Excerpts of pointing data:
————————

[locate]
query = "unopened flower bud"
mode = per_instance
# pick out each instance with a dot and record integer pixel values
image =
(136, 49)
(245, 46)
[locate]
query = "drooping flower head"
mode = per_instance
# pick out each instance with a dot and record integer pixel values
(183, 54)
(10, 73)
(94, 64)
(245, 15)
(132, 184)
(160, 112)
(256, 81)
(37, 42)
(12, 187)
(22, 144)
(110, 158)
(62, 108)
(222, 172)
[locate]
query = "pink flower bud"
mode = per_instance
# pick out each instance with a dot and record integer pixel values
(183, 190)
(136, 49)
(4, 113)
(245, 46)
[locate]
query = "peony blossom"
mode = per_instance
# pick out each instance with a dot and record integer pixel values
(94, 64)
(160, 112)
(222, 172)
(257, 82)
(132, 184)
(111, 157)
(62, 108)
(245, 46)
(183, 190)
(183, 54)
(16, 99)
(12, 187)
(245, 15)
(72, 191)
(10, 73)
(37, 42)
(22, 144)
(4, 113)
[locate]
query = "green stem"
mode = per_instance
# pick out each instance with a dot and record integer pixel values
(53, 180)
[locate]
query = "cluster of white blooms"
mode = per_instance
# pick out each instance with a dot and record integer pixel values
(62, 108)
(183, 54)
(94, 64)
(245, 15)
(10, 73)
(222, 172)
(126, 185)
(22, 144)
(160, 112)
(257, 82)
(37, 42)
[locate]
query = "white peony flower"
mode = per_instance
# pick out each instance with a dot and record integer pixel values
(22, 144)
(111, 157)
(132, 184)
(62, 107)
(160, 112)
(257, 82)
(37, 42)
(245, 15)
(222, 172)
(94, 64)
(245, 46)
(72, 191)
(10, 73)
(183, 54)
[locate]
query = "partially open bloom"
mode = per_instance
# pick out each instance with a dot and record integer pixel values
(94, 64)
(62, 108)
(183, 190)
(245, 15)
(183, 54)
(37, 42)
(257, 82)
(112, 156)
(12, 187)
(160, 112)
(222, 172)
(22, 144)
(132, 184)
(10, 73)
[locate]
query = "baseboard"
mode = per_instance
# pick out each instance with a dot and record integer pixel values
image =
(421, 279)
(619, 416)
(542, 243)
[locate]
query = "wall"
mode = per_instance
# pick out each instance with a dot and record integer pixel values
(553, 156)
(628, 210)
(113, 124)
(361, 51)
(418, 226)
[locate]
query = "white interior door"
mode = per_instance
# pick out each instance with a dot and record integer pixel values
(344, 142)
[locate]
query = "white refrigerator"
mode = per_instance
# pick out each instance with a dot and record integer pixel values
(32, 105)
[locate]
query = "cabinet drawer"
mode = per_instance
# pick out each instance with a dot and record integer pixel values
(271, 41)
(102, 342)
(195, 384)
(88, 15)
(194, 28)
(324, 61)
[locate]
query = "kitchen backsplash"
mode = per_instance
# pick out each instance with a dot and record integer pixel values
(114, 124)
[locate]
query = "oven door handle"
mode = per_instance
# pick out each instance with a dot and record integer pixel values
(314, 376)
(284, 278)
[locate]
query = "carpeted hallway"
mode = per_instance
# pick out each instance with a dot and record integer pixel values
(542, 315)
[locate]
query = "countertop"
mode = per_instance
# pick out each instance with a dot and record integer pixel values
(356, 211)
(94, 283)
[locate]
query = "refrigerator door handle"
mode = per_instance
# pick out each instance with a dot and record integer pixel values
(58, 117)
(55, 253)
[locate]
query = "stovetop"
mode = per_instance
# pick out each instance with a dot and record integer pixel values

————————

What to produce -> Retype the whole listing, matching it exactly.

Finished answer ->
[locate]
query = "unopened flower bud"
mode = per_instance
# pick out each instance with a dot and record integer pixel values
image =
(136, 49)
(245, 46)
[locate]
query = "drooping flower head"
mode = per_instance
# pick out each instance with a dot and record integer pixel values
(183, 54)
(10, 73)
(94, 64)
(245, 15)
(132, 184)
(160, 112)
(256, 81)
(37, 42)
(12, 187)
(22, 144)
(110, 158)
(62, 108)
(222, 172)
[locate]
query = "pink flower bud"
mode = per_instance
# pick out each instance with a dot and record integer pixel values
(183, 190)
(136, 49)
(4, 113)
(245, 46)
[locate]
query = "peony blossom"
mode = per_instance
# pick out each instance with a dot and record integer pixel values
(94, 64)
(160, 112)
(222, 172)
(257, 82)
(132, 184)
(111, 157)
(62, 108)
(245, 46)
(183, 190)
(183, 54)
(16, 99)
(12, 187)
(245, 15)
(72, 191)
(10, 73)
(37, 42)
(22, 144)
(4, 113)
[locate]
query = "green stem"
mode = per_instance
# pick out each instance with a dot and record integer pixel values
(53, 180)
[locate]
query = "cluster of white blooms"
mode = per_instance
# pick out each instance with a dot and record integer pixel values
(62, 108)
(183, 54)
(94, 64)
(245, 15)
(10, 73)
(222, 172)
(126, 185)
(22, 144)
(160, 112)
(257, 82)
(37, 42)
[locate]
query = "white peony flower"
mode = per_instance
# pick out each instance with a dot and record integer pixel values
(22, 144)
(111, 157)
(132, 184)
(62, 107)
(160, 112)
(257, 82)
(37, 42)
(245, 15)
(222, 172)
(94, 64)
(245, 46)
(72, 191)
(10, 73)
(183, 54)
[locate]
query = "partially open bloom"
mode = per_instance
# pick out each instance with a dot and record integer pixel values
(94, 64)
(62, 108)
(183, 190)
(245, 15)
(183, 54)
(37, 42)
(257, 82)
(112, 156)
(12, 187)
(160, 112)
(222, 172)
(22, 144)
(132, 184)
(10, 73)
[locate]
query = "baseboard"
mode = per_instance
# pick out each instance with a dot and record integer pixel values
image =
(421, 279)
(619, 416)
(542, 243)
[locate]
query = "wall"
mode = per_instance
# pick out each instance with a dot and record integer pixel values
(553, 156)
(628, 210)
(113, 124)
(361, 51)
(418, 226)
[locate]
query = "white interior door"
mode = per_instance
# pick out each instance with a dot and record integer pixel values
(344, 142)
[locate]
query = "white refrigerator"
mode = per_instance
# pick out each instance with a dot and record integer pixel values
(32, 105)
[locate]
query = "cabinet drawer"
mode = per_instance
# pick out each instance with a dot and record integer pixel values
(271, 41)
(102, 342)
(195, 384)
(88, 15)
(194, 28)
(324, 61)
[locate]
query = "kitchen backsplash"
mode = per_instance
# pick out each instance with a dot and record integer pixel values
(114, 124)
[locate]
query = "oven door handle"
mode = per_instance
# pick out each instance with a dot and record integer pixel values
(314, 376)
(284, 278)
[locate]
query = "carpeted hallway"
mode = per_instance
# pick out each instance with a dot and record integer pixel values
(542, 315)
[locate]
query = "countertop"
mode = per_instance
# pick out each instance with a dot and record integer pixel values
(356, 211)
(94, 283)
[locate]
query = "refrigerator door handle"
mode = per_instance
# pick out each instance with a dot and record integer pixel values
(58, 117)
(55, 253)
[locate]
query = "stovetop"
mode = per_instance
# pick out each instance with a dot and record integer pixel values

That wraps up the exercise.